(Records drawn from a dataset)
■ ■ ■

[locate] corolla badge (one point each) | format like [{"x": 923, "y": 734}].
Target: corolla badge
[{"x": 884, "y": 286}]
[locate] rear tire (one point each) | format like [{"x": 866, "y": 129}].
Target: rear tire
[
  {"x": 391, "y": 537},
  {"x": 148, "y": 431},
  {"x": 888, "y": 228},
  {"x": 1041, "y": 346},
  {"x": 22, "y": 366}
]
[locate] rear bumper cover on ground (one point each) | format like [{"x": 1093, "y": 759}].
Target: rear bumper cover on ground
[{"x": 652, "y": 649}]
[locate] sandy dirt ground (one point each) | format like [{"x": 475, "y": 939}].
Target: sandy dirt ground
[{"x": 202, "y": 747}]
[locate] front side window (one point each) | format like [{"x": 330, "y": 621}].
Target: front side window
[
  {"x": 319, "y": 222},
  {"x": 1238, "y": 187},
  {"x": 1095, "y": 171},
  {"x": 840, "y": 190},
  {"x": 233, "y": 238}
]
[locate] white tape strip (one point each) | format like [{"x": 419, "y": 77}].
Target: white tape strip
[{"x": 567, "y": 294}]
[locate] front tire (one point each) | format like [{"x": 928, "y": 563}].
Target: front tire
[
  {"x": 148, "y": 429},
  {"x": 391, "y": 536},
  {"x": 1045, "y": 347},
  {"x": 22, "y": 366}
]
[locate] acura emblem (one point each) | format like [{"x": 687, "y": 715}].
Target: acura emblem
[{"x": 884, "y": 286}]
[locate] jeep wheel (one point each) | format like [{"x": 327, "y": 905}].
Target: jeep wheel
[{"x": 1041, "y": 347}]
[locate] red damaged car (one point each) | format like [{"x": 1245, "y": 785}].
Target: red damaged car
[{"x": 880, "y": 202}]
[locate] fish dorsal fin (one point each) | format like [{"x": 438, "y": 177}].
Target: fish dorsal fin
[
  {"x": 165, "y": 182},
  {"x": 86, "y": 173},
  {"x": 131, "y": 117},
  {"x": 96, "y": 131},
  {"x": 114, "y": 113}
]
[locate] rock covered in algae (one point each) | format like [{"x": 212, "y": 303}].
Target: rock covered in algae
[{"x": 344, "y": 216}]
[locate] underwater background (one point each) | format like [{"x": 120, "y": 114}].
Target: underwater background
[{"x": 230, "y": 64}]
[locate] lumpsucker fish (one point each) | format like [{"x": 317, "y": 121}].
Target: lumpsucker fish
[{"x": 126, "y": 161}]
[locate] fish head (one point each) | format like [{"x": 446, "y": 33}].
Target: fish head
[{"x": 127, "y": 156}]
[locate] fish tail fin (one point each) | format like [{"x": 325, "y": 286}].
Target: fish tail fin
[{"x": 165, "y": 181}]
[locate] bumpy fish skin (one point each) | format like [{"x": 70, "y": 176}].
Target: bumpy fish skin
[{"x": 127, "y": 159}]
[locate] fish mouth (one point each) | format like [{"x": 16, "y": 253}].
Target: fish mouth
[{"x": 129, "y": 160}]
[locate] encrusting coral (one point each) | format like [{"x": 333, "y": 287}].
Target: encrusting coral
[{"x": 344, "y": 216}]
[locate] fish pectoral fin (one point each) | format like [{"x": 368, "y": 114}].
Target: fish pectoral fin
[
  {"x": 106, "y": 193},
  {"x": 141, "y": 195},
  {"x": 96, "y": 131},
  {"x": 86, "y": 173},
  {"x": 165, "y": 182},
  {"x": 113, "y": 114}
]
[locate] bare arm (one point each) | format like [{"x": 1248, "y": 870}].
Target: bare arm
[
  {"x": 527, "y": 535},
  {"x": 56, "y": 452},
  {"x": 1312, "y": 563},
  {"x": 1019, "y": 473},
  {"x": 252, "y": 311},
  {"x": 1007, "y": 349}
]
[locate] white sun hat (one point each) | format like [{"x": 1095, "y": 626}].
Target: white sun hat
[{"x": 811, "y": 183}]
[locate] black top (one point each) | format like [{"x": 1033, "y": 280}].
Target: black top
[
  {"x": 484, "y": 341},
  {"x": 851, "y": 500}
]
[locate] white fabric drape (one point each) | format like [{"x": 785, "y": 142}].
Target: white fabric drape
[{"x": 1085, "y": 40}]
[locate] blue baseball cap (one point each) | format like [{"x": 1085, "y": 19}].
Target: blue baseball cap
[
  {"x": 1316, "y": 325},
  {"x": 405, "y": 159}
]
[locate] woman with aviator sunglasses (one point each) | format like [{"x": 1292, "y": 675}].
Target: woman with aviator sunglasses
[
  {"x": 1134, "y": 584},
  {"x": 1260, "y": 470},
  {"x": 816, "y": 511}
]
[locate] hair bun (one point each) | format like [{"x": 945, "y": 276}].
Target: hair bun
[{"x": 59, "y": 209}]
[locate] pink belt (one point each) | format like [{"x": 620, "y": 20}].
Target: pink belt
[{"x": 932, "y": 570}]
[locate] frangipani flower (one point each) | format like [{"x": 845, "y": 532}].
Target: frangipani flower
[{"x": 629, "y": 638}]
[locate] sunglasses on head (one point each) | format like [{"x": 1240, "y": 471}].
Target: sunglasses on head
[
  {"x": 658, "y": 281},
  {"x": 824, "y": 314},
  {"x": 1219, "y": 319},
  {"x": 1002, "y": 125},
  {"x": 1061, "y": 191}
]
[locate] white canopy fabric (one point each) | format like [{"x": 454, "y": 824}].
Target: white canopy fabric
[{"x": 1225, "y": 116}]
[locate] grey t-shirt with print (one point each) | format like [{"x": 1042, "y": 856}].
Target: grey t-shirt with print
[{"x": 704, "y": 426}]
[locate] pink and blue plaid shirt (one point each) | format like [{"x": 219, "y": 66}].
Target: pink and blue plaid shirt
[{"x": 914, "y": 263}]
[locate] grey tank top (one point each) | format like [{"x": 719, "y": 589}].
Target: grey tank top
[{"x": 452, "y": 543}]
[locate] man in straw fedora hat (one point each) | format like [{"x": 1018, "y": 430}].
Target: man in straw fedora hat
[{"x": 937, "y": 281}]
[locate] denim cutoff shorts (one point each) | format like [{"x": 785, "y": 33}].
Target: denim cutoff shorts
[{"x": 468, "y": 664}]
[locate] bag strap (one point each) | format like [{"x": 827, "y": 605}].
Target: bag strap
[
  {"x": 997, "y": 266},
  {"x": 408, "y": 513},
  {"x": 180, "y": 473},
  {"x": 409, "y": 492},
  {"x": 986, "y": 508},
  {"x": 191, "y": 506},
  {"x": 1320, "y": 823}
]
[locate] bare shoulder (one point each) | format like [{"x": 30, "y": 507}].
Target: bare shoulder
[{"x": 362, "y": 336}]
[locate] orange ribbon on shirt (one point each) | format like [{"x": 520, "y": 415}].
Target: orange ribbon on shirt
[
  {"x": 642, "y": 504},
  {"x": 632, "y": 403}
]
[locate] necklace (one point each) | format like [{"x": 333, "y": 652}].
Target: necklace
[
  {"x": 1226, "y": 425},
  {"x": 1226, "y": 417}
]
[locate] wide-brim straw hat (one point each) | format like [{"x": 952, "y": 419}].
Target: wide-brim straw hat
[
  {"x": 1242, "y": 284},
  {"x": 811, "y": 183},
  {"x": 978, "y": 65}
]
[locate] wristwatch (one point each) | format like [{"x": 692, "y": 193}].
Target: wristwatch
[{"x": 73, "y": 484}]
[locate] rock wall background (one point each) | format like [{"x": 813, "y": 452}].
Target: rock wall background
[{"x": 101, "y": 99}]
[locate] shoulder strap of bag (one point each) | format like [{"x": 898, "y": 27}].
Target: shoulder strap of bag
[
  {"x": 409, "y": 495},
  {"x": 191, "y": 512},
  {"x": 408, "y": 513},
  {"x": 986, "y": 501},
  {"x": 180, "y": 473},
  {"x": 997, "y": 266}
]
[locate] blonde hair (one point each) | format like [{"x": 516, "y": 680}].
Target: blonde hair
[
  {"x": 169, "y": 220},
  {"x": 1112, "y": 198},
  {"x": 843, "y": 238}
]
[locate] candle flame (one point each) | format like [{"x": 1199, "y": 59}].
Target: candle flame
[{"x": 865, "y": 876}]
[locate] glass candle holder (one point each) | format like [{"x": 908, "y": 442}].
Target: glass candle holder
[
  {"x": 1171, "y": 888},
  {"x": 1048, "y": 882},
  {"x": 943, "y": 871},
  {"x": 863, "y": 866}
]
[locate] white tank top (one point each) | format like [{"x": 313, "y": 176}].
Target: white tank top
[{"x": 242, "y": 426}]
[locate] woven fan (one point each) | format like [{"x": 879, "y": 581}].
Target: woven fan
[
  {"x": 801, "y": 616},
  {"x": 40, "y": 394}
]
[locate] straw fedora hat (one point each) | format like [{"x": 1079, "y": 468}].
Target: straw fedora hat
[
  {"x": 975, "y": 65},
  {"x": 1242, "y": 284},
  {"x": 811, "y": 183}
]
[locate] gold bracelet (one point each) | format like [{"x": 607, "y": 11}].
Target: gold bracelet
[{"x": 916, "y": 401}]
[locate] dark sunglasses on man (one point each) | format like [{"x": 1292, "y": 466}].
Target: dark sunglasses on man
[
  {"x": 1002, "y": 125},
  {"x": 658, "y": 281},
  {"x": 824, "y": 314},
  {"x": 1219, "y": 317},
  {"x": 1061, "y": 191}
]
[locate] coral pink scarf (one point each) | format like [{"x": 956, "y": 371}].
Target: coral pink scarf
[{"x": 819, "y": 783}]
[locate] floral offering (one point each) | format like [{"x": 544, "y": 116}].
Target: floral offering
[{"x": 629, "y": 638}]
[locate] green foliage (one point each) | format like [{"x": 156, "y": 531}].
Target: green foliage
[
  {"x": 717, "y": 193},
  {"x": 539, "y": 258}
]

■ ■ ■

**Exercise prompt**. What you return should consist solely of the lines from the one containing "Target: floral offering" through the end of the entries above, reproduced exactly.

**Task solution**.
Target: floral offering
[{"x": 629, "y": 638}]
[locate] green foliage (one point each) | format like [{"x": 156, "y": 531}].
Target: green foliage
[
  {"x": 717, "y": 193},
  {"x": 539, "y": 258}
]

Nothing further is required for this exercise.